* MATERIAL TO PROCESS *
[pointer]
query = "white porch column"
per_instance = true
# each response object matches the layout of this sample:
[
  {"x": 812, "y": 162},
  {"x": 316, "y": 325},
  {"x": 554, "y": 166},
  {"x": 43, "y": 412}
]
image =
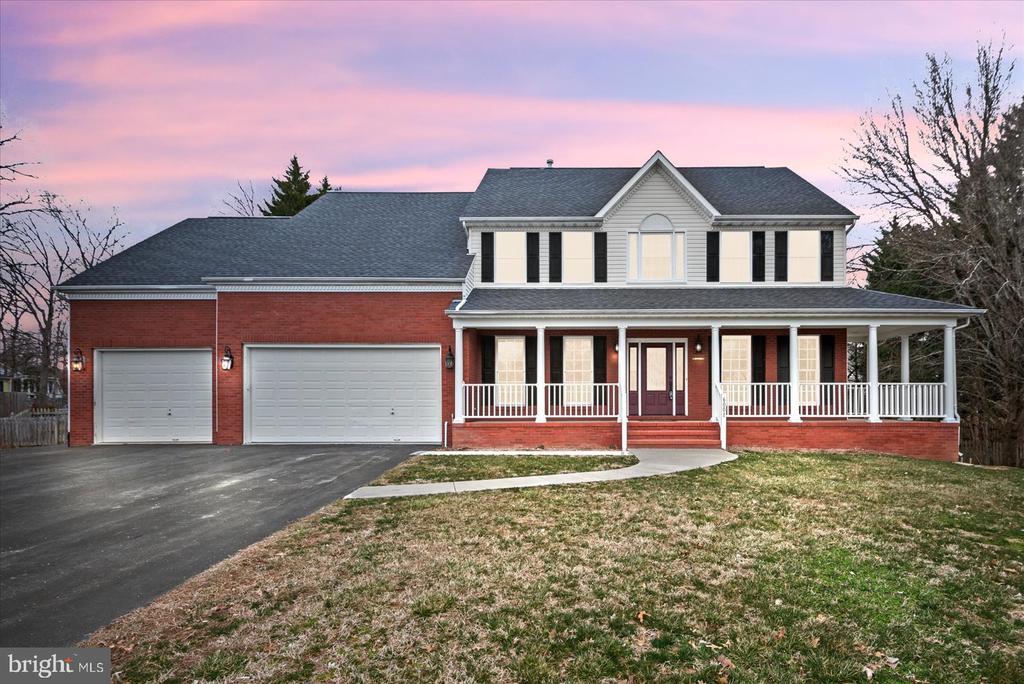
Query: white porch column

* EXERCISE AIM *
All the lines above must be written out exactly, without a single picture.

* RESULT *
[pointer]
query = "white porch column"
per_instance = true
# each response object matches the layout of this sample:
[
  {"x": 812, "y": 162},
  {"x": 316, "y": 325},
  {"x": 554, "y": 166},
  {"x": 43, "y": 412}
]
image =
Query: white porch column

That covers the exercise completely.